=== Begin Enclosure ===
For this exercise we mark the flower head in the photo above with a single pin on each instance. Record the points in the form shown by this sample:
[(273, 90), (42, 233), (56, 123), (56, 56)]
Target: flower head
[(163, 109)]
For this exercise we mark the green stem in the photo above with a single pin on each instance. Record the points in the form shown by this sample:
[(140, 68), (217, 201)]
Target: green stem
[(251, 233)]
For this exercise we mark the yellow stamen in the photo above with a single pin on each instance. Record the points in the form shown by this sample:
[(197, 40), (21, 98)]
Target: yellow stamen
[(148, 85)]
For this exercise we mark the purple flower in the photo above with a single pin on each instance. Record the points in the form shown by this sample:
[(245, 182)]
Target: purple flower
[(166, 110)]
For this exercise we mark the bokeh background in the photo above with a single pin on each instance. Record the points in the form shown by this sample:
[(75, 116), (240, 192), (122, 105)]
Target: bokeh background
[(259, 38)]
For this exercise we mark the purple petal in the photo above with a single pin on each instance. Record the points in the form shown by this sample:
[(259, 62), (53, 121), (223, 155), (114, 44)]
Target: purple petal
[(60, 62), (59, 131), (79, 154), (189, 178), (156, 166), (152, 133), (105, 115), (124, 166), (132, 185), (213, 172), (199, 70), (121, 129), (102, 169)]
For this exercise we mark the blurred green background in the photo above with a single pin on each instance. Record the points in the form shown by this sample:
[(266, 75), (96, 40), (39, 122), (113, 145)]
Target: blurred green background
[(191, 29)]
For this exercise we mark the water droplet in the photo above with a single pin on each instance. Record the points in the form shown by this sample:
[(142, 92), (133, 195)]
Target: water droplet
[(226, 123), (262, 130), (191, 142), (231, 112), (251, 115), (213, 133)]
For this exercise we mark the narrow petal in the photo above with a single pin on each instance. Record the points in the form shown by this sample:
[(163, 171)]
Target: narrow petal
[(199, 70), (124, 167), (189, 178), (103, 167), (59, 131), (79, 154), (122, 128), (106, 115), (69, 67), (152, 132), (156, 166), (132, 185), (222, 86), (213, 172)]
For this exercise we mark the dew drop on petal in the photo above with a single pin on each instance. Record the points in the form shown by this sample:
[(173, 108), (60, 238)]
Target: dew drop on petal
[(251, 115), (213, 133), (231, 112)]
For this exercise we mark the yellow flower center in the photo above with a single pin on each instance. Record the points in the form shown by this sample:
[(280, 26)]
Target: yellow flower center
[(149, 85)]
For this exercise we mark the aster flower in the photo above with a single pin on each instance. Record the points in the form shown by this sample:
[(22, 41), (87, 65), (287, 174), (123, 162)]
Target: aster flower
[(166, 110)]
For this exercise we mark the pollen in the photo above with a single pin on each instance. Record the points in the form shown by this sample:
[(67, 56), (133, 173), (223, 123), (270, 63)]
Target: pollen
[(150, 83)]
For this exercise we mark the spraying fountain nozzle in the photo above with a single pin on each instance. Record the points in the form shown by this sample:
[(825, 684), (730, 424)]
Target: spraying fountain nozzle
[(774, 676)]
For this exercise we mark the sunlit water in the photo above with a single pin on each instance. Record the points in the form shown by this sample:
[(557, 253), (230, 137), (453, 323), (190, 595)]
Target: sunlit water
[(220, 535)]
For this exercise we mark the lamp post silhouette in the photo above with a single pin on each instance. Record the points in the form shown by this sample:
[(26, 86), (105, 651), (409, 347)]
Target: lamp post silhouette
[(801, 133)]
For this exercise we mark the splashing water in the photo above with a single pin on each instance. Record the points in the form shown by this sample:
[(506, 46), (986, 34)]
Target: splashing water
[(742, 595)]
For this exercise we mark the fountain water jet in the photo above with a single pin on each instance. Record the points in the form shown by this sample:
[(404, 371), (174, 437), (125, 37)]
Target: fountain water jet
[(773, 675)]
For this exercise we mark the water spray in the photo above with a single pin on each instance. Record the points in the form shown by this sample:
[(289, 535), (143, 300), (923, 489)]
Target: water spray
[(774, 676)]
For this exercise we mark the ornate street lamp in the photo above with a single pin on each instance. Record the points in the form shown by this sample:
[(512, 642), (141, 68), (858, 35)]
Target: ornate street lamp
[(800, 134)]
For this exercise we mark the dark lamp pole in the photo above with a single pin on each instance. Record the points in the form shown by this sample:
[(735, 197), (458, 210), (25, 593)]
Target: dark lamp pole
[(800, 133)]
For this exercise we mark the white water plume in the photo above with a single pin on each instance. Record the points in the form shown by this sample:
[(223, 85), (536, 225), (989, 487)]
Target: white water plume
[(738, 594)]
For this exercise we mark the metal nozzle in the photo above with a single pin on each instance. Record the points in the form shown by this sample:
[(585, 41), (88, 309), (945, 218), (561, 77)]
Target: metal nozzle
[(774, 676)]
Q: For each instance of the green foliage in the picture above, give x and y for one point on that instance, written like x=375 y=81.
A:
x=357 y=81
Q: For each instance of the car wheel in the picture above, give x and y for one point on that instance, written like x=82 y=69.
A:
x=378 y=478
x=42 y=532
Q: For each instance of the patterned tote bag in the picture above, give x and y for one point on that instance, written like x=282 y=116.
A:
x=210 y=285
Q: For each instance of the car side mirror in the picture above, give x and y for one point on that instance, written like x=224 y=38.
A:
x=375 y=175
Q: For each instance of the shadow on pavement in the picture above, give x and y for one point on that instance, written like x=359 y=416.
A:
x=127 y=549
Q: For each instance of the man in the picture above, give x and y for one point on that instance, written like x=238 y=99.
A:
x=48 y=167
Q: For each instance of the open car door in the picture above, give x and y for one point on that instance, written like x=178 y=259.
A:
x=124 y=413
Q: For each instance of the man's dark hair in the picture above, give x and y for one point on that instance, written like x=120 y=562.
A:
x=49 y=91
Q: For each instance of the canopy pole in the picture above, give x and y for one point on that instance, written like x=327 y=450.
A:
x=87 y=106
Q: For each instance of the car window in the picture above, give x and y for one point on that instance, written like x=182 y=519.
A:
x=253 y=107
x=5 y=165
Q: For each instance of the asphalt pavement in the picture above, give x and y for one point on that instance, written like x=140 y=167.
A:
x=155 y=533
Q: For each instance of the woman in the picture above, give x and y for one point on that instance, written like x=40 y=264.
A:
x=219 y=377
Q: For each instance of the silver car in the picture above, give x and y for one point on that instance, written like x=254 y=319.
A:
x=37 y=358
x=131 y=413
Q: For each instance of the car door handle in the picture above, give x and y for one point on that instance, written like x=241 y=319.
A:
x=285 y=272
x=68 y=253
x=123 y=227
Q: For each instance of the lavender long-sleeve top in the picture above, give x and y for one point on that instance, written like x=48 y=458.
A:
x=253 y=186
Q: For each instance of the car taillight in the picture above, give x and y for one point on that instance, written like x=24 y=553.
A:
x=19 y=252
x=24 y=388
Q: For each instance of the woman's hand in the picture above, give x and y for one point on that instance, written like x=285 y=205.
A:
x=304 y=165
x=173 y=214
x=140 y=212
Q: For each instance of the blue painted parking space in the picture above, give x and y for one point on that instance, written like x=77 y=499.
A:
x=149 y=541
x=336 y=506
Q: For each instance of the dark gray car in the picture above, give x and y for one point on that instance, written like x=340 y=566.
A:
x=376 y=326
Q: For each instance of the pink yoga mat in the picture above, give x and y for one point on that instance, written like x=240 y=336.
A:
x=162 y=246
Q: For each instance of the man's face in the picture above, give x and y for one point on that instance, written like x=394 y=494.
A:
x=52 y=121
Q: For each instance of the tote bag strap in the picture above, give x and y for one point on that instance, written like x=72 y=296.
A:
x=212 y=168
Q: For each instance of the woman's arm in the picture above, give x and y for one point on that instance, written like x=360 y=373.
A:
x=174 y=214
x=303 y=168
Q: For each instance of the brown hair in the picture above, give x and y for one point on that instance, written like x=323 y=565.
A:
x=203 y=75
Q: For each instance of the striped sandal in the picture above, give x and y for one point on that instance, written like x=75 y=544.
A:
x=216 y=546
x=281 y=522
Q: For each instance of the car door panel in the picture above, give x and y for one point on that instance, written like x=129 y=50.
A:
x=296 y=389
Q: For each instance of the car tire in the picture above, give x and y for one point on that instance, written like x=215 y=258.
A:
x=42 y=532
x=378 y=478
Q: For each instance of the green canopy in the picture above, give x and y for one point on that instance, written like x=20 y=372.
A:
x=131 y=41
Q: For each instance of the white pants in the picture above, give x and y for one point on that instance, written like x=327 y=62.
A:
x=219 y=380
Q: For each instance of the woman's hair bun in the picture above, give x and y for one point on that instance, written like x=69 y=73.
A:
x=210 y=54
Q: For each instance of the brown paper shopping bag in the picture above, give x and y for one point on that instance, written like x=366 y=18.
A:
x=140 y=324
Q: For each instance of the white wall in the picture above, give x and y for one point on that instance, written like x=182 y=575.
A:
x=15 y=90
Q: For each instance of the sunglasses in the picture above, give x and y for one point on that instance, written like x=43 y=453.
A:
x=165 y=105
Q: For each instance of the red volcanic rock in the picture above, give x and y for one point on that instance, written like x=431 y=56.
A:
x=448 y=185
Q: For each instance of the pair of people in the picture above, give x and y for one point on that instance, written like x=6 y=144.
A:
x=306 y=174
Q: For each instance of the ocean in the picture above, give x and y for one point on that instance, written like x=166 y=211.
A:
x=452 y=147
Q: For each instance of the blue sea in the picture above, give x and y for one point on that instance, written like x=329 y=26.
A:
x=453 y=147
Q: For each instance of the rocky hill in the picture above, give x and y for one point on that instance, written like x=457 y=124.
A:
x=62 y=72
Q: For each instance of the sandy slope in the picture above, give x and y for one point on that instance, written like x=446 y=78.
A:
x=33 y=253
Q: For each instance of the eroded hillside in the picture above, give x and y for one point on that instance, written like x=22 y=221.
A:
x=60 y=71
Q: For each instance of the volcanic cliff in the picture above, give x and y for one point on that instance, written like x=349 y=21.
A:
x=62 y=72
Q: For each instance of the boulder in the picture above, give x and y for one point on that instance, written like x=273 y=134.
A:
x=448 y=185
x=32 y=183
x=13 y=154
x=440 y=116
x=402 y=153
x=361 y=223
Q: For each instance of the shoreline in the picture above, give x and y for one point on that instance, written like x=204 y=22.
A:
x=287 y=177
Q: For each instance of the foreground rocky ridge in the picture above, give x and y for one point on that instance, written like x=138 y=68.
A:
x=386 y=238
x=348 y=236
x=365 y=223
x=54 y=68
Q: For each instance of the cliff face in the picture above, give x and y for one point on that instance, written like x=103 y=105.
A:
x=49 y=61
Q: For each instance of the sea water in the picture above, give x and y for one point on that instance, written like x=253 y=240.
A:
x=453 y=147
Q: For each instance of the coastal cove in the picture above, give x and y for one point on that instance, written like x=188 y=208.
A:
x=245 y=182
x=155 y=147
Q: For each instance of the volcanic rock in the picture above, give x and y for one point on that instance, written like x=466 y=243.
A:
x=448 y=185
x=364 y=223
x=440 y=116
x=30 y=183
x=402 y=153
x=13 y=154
=== End Enclosure ===
● **HOW TO COMPLETE THIS TASK**:
The expected result is a copy of each line in the records where "rocky" appears.

● **EXERCISE SOLUTION**:
Q: For each instance of the rocky hill in the picture above, give x and y for one point on that instance, written like x=457 y=124.
Q: For each instance of the foreground rocky ridge in the picture above, give x and y for one point on that instance, written like x=138 y=68.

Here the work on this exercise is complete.